* PROVIDED PASSAGE:
════════
Racist cabbies who turn away riders and avoid certain neighborhoods may get a break with new law



racist cabbies

It took crippling competition from Uber and Lyft to force yellow taxi drivers to finally start doing the right thing — driving to outer boroughs regardless of passengers’ race or destination.

But a bill before the City Council could undo that progress and reward racist cabbies who turn away riders and refuse to go to certain neighborhoods.

Instead of keeping the proven pressure on, the new legislation would cut in half fines that have been in place for more than 25 years.
Lawmakers say they are trying to reduce the financial burden on cabbies amid drastic industry changes that have driven some to suicide.

Even so, there is a lack of sympathy for their plight among riders who have been the historic victims of discrimination. Some of those New Yorkers note the irony of the catalyst that has fueled the compliance.

“It’s like their motivation is, ‘I’m going to stop being racist only because it’s costing me money,’ ” said Travon Free, an African-American comedy writer who has filed several complaints against cabbies who refused to pick him up.

Free, who won an Emmy last year for his work on “The Daily Show,” said he was holding the award in one hand and hailing a cab with the other, when a hack refused to pick him up in favor of a white woman standing 10 feet behind him.

“If I reported every cab that passed me up I’d be reporting a cab a day,” Free said.

But as Uber and other app-based companies have grown, the number of service refusal complaints filed against yellow cab drivers has been going down.

According to the city’s Taxi & Limousine Commission, which regulates the industry, the agency received 1,834 taxi service refusal complaints from the public in 2017, down from 3,134 in 2016.

In 2015, the TLC received 4,684 service refusal complaints from the public.
But Free and other riders were baffled over proposed legislation that would lower mandatory penalties for taxi drivers who refuse to pick up certain passengers, or turn down requests to take passengers to a specific destination.

The bill, introduced by City Councilmen Ruben Diaz Sr. and Fernando Cabrera, would lower penalties for a first-time service refusal from a minimum of $200 to $100, and from a maximum of $500 to $200.

The second violation would be lowered from $350 to $200, with a maximum of $400, down from $1,000.

For a third violation, it would be a maximum of $400 and revocation of your license, instead of $1,000 and revocation.

“You should be raising the fine,” Free said. “Why do you want to incentivize discrimination. That’s insane.”
Cabrera (D-Bronx) said the legislation is part of a larger package of reforms aimed at reducing the financial burden of struggling cab drivers.

“The intent . . . is to preserve the livelihoods and lives of our drivers who are vital to the transportation structure and culture of New York City,” Cabrera said in a statement.

“I want to achieve this goal while ensuring that the penalties against drivers for racial or other discrimination are high enough to discourage and ultimately end this practice,” he added.

The bill, still in its early stages, has yet to reach the full Council.

Cabrera, in his statement, made reference to Abdul Saleh, 59, a yellow cab driver who committed suicide last month in his Brooklyn apartment.
════════
* RECORD EXCERPTS:
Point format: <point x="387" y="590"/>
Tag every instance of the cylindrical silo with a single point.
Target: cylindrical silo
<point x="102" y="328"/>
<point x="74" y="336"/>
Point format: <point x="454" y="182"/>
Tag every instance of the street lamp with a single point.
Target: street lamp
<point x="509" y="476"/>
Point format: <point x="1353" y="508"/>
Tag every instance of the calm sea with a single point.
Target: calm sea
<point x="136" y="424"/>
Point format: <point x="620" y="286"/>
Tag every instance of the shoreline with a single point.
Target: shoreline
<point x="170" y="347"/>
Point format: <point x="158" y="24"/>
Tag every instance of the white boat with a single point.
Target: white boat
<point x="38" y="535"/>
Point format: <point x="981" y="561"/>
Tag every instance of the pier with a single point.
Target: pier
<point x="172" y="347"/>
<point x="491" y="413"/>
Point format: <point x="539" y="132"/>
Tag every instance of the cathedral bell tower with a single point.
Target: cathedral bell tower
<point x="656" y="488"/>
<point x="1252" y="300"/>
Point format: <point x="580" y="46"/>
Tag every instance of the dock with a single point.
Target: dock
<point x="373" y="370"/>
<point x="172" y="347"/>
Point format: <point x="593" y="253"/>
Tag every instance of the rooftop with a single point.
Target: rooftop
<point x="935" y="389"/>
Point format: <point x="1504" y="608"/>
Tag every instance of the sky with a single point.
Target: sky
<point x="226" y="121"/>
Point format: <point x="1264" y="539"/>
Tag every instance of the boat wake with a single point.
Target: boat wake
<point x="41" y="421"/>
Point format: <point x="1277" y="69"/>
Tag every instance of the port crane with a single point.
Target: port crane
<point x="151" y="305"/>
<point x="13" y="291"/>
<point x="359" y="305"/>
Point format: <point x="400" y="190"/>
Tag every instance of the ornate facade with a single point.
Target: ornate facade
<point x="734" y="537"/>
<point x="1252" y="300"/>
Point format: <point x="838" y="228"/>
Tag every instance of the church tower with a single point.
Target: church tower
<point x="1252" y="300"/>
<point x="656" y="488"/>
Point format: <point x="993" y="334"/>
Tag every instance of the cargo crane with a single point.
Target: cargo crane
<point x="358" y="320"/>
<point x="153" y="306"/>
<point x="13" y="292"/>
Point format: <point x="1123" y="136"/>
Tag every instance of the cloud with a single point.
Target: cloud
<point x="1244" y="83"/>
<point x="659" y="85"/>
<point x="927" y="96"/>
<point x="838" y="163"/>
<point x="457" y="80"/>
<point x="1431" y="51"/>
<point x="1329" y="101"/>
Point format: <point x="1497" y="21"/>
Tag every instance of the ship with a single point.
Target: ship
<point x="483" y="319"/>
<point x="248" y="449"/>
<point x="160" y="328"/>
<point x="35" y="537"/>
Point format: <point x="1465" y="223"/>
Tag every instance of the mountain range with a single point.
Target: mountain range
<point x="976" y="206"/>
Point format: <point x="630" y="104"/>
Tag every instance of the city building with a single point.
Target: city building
════════
* EXERCISE: Write out the stretch of the taxi article that opens with the words containing "But as Uber" and closes with "a specific destination.". Rely on the taxi article alone.

* THE COMPLETED TASK:
But as Uber and other app-based companies have grown, the number of service refusal complaints filed against yellow cab drivers has been going down.

According to the city’s Taxi & Limousine Commission, which regulates the industry, the agency received 1,834 taxi service refusal complaints from the public in 2017, down from 3,134 in 2016.

In 2015, the TLC received 4,684 service refusal complaints from the public.
But Free and other riders were baffled over proposed legislation that would lower mandatory penalties for taxi drivers who refuse to pick up certain passengers, or turn down requests to take passengers to a specific destination.